人件費充当経常一般財源の平成29年度決算額は327,016千円で、前年度比24,392千円、8.1%の増となった。類似団体との比較では、前年度に引き続き平均を上回っている。これは、全国的に人件費の抑制や定員管理に努めてきたことにより類似団体の数値が減少したためと推測される。南相木村では給与水準が低い一方、人口一人当たりの職員数が多いという現状を踏まえ、人件費以外の経常経費とのバランスを図りながら、今後大幅な増加とならないよう留意していく必要がある。
物件費充当経常一般財源の平成29年度決算額は155,103千円で、前年度比-42,816千円、21.6%の減となった。ここ数年は類似団体の平均を大きく上回っていたが、平成29年度は特定財源の確保や、業務委託や備品購入の見直しを進め、物件費の抑制を図った。
扶助費充当経常一般財源の平成28年度決算額は17,983千円で、前年度比-185千円、1.0%の減となった。これは、児童や高齢者への扶助費の増額が原因である。類似団体との比較では、過去9年間にわたり平均値を大きく下回っている。これは生活保護費(該当なし)や生活弱者等への扶助費のうち、経常一般財源充当額が低いことが原因と思われる。今後も引き続き低い水準が維持されるものと推測される。

§ **課題内容**
南相木村の経常経費に関する文章を、最後の文の後から書き継いでください。 この後の記録は、南相木村の経常経費に関する文章とは関係がありません。

§ **記録抜粋**
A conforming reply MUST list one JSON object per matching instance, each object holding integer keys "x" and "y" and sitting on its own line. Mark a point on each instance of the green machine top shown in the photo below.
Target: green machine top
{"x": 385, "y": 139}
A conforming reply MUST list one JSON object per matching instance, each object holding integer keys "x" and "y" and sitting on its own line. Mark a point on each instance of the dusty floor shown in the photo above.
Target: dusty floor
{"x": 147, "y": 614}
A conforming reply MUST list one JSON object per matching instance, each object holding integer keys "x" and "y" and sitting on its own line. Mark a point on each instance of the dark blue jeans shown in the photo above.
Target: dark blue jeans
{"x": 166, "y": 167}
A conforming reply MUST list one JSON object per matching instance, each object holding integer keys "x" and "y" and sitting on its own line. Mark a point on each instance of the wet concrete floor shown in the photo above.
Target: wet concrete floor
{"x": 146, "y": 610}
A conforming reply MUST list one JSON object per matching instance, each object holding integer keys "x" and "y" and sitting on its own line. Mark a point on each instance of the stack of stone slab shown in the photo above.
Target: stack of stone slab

§ **解答欄**
維持補修費充当経常一般財源の平成29年度決算額は20,743千円で、前年度比-1,550千円、7.0%の減となった。道路や橋梁の維持補修費の減額であるが、今後は施設や設備に係る補修費の増加が見込まれる。また、繰出金充当経常一般財源の平成29年度決算額は95,152千円で、前年度比1,401千円、1.5%の増となった。国民健康保険事業や介護保険事業における財政負担が年々増加しており、今後も過大な繰り出しとならないよう引き続き留意する必要がある。
補助費等充当経常一般財源の平成29年度決算額は111,745千円で、前年度比-29,541千円、20.9%の減となった。これは一部事務組合等への臨時的な補助が減少したことによる。南相木村では平成18年度に策定した「行政改革プラン」に基づき補助金等の見直しを図り、類似した補助金の一本化や段階的削減などを実施し、補助金支出の削減に努めてきた。今後も引き続き適切な執行に努めていく必要がある。
公債費充当経常一般財源の平成29年度決算額は114,900千円で、前年度比18,075千円、18.7%の増となった。これは平成17年度以降、有利な起債(過疎債等)のみ発行してきた成果が表れている。平成29年度末の起債現在高は、普通会計で1,268,228千円、特別会計を含んだ全会計で1,300,951千円となっている。今後も大型公共事業の執行には国県補助金など財源確保を前提とし、起債の発行には引き続き留意していく。
公債費を除く経常経費充当一般財源の額は、過去9年間にわたり増加している。これは人件費や維持補修費に充当される経常一般財源の額が増加したことによる影響が大きいものと考えられる。全体から見ると経常経費の額は抑制されているものの、経常一般財源として村税、特にダムに係る固定資産税が毎年度4千万円以上減収となるため、今後も経常収支比率は増加の傾向にある。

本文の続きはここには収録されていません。